## STATED EXERCISE
Reproduce every one of the following entries verbatim, with no changes to wording, punctuation, or order.
----
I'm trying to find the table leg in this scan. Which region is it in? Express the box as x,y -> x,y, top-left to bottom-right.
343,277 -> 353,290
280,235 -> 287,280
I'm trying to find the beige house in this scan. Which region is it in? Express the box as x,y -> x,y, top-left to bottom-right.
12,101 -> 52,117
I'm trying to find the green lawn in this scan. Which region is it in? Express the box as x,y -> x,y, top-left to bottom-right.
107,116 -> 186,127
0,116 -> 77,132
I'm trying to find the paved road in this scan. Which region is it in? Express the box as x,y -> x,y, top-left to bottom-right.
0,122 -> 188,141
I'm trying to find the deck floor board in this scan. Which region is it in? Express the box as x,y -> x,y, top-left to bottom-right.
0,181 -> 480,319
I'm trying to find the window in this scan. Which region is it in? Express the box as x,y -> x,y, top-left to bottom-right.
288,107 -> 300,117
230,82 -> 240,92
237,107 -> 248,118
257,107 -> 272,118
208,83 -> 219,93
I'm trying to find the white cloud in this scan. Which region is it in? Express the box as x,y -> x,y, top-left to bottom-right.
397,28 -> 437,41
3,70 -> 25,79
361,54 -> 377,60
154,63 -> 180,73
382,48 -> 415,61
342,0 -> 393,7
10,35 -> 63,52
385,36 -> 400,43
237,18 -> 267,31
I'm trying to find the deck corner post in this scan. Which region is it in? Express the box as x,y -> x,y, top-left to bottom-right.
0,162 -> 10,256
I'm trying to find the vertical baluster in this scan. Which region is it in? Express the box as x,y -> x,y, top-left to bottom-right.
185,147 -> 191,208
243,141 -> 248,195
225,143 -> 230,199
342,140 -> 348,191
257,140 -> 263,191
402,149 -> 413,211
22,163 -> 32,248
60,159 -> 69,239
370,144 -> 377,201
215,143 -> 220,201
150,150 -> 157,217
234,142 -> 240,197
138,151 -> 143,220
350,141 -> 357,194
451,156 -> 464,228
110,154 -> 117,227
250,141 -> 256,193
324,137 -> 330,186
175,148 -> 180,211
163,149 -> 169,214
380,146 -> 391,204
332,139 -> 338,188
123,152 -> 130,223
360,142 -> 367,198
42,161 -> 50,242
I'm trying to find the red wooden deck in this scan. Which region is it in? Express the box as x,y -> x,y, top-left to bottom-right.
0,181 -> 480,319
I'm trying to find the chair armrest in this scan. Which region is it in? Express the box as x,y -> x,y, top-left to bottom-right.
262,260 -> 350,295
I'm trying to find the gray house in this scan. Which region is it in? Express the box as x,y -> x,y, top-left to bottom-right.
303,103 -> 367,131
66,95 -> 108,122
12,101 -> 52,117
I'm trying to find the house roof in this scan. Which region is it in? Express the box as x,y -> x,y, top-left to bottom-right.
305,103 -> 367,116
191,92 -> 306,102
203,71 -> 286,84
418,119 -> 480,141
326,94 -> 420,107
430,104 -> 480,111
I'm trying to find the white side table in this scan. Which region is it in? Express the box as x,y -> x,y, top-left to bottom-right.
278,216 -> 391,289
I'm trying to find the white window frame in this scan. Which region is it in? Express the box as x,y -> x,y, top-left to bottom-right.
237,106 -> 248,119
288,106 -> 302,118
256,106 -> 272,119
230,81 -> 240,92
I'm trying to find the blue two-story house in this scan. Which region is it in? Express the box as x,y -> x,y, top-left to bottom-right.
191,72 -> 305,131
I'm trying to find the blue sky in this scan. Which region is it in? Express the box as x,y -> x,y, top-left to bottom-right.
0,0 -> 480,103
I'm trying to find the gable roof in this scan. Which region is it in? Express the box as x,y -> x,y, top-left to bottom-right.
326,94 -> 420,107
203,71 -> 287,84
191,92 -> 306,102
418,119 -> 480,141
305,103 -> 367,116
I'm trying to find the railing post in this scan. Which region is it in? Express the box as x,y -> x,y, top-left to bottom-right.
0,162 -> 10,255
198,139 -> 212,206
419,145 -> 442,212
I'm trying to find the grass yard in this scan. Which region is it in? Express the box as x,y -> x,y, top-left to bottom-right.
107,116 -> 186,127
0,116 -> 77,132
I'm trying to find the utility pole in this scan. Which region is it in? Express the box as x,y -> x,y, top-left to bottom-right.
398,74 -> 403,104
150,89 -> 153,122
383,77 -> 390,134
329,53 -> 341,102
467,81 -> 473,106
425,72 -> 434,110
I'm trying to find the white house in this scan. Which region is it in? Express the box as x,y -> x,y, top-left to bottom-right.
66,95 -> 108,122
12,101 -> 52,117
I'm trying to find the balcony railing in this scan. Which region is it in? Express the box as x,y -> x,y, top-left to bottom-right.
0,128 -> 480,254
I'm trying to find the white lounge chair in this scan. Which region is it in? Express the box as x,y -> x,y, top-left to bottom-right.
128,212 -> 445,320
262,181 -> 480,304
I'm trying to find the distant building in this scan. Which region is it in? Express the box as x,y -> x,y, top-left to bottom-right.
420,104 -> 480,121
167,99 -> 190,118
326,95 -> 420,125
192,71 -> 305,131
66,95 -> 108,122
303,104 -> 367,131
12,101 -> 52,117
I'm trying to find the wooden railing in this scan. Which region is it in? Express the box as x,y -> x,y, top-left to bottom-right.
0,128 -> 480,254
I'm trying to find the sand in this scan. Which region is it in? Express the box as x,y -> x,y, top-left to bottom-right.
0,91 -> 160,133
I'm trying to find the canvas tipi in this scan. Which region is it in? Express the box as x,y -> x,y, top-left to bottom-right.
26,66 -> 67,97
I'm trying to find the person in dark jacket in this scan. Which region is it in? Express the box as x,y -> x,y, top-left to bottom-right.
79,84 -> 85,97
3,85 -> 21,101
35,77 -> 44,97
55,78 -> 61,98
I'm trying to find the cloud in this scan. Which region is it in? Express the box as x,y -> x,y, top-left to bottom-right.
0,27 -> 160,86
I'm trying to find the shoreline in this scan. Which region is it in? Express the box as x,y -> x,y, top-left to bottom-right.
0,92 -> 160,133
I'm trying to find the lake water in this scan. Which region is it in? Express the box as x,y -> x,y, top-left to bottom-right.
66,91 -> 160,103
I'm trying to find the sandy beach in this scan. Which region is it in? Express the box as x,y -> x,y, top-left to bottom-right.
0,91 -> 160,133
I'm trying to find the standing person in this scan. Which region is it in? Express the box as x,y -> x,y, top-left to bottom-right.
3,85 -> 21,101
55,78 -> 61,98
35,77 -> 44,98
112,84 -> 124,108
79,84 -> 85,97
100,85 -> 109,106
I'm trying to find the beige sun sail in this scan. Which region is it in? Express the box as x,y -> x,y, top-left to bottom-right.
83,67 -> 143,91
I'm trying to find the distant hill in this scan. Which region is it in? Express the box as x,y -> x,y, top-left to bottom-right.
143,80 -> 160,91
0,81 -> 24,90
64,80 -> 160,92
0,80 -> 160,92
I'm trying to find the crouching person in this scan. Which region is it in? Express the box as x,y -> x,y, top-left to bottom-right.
----
## RIGHT ANSWER
I'm trying to find the table leg in this scan. Which region is it in? Express the box as x,y -> x,y, top-left to bottom-right.
343,277 -> 353,290
280,235 -> 287,280
I'm trying to find the beige house in this scan. Which region is it in? Express the box as x,y -> x,y, top-left to bottom-right.
12,101 -> 52,117
I'm trying to find the green lawn in this scan. Which region is it in? Express the box as x,y -> x,y, top-left to bottom-right.
107,116 -> 186,127
0,116 -> 77,132
I'm trying to find the paved road in this scan. Which region is it in? Express the box as x,y -> x,y, top-left to bottom-right.
0,122 -> 188,141
I'm trying to find the deck floor board in this scan. Which region is it in? Express the box as x,y -> x,y, top-left to bottom-right.
0,181 -> 480,319
I'm trying to find the window in this scan. Which region is it in? Express the box as x,y -> x,y, top-left to bottom-right.
288,107 -> 300,117
230,82 -> 240,92
237,107 -> 248,118
257,107 -> 272,118
208,83 -> 219,93
I'm trying to find the white cloud in this scan. Which region is it in? Express the box as x,y -> x,y, top-left to bottom-right.
397,28 -> 437,41
3,70 -> 25,79
361,54 -> 377,60
154,63 -> 180,73
382,48 -> 415,61
342,0 -> 393,7
10,35 -> 63,52
385,36 -> 400,43
237,18 -> 267,31
I'm trying to find the deck corner post in this scan. Which region is it in? Express the box as x,y -> x,y, top-left to bottom-right.
0,162 -> 10,256
I'm trying to find the vertical baluster in this scan. Which region is it in? Express the box as x,y -> x,y, top-left to bottom-right.
185,147 -> 191,208
243,141 -> 248,195
225,143 -> 230,199
342,140 -> 348,191
257,140 -> 263,191
402,149 -> 413,211
22,163 -> 32,248
60,159 -> 69,239
370,144 -> 377,201
215,143 -> 220,201
150,150 -> 157,217
234,142 -> 240,197
138,151 -> 143,220
350,141 -> 357,194
451,156 -> 464,228
110,154 -> 117,227
250,141 -> 256,193
324,137 -> 330,186
175,148 -> 180,211
163,149 -> 169,214
380,146 -> 391,204
332,139 -> 338,188
123,152 -> 130,223
360,142 -> 367,198
42,161 -> 50,242
I'm trying to find the red wooden deck in this scan. Which region is it in? Express the box as x,y -> x,y, top-left to bottom-right.
0,181 -> 480,319
I'm trying to find the chair armrest in this scan. Which region is it in? Express the box as x,y -> x,y, top-left to bottom-right.
262,260 -> 350,295
I'm trying to find the gray house in this scan. Which region is it in? Express the box as x,y -> x,y, top-left to bottom-right.
303,103 -> 367,131
66,95 -> 108,122
12,101 -> 52,117
I'm trying to find the house roof in this scan. Which region is it in? Express the box as x,y -> x,y, top-left to bottom-right.
305,103 -> 367,116
191,92 -> 306,102
203,71 -> 286,84
418,119 -> 480,141
326,94 -> 420,107
430,104 -> 480,111
I'm trying to find the white side table in this scan. Which region is it in? Express the box as x,y -> x,y, top-left to bottom-right.
278,216 -> 391,289
I'm trying to find the white window frame in this scan. Which region is it in? Express the box as x,y -> x,y, top-left to bottom-right.
237,106 -> 248,119
288,106 -> 302,118
256,106 -> 272,119
230,81 -> 240,92
I'm trying to find the blue two-story house in this scan. Which region is it in? Express the box as x,y -> x,y, top-left to bottom-right.
191,72 -> 305,131
I'm trying to find the blue sky in this scan. Which region is it in? Express the box as x,y -> x,y, top-left to bottom-right.
0,0 -> 480,103
I'm trying to find the gable roof in this scan. Which region is it in? Express the box as x,y -> x,y, top-left to bottom-right.
326,94 -> 420,107
203,71 -> 287,84
191,92 -> 306,102
418,119 -> 480,141
305,103 -> 367,116
I'm trying to find the railing post in this scan. Which region is it in? Express the box as x,y -> x,y, top-left to bottom-right.
0,162 -> 10,255
198,139 -> 212,206
419,145 -> 442,212
I'm trying to find the grass yard in this scan. Which region is it in? Express the box as x,y -> x,y, top-left to bottom-right.
107,116 -> 186,127
0,116 -> 77,132
I'm trying to find the utility pole in this scan. Which region is it in? Express the box as x,y -> x,y, top-left to bottom-right.
398,74 -> 403,104
150,89 -> 153,122
383,77 -> 390,134
329,53 -> 341,102
467,81 -> 473,106
425,72 -> 434,110
I'm trying to find the white house in this scan. Which region is it in? Express the box as x,y -> x,y, top-left to bottom-right.
66,95 -> 108,122
12,101 -> 52,117
I'm trying to find the balcony railing in this scan. Which region is it in? Express the box as x,y -> x,y, top-left to bottom-right.
0,128 -> 480,254
I'm trying to find the white lounge chair in this scan. Which region is it in? Express the box as x,y -> x,y, top-left to bottom-right.
128,212 -> 445,320
262,181 -> 480,304
I'm trying to find the distant building in this scan. Which region is it in? Express the box as x,y -> x,y, top-left to bottom-right.
420,104 -> 480,121
167,99 -> 190,118
326,95 -> 420,125
192,71 -> 305,131
66,95 -> 108,122
303,104 -> 367,131
12,101 -> 52,117
I'm trying to find the wooden railing in this scan. Which region is it in? Express the box as x,y -> x,y, top-left to bottom-right.
0,128 -> 480,254
I'm trying to find the sand in this scan. Which region is it in? Express the box as x,y -> x,y, top-left to bottom-right.
0,91 -> 160,133
I'm trying to find the canvas tipi in this scan. Which region is it in? Express the box as x,y -> x,y, top-left to bottom-right.
26,66 -> 67,97
I'm trying to find the person in dark jacket in this scan. Which region is it in? Express the box as x,y -> x,y, top-left to bottom-right.
79,84 -> 85,97
3,85 -> 21,101
35,77 -> 44,97
55,78 -> 61,98
I'm trying to find the cloud in this scan. Which region is it in? Express the box as x,y -> x,y, top-left to bottom-right.
0,27 -> 160,86
I'm trying to find the shoreline in this scan. Which region is it in? Express the box as x,y -> x,y, top-left to bottom-right.
0,92 -> 160,133
I'm trying to find the lake water in this scan. Which region is it in? Express the box as x,y -> x,y, top-left to bottom-right.
66,91 -> 160,103
I'm trying to find the sandy beach in this scan. Which region is it in? Express the box as x,y -> x,y, top-left to bottom-right.
0,91 -> 160,133
I'm trying to find the standing person in this scan. Which region is it in? Express the box as x,y -> x,y, top-left to bottom-right.
3,85 -> 21,101
55,78 -> 61,98
35,77 -> 44,98
112,84 -> 124,108
79,84 -> 85,97
100,85 -> 109,106
I'm trying to find the beige sun sail in this scan. Which region is it in? Express the box as x,y -> x,y, top-left to bottom-right.
83,67 -> 143,91
I'm trying to find the distant hill in this scan. Which region is it in? Express the box as x,y -> x,y, top-left to bottom-right.
143,80 -> 160,91
0,81 -> 24,90
64,80 -> 160,92
0,80 -> 160,92
I'm trying to find the crouching person in this scan. Which region is it in? Express the box as x,y -> x,y, top-left to bottom-right.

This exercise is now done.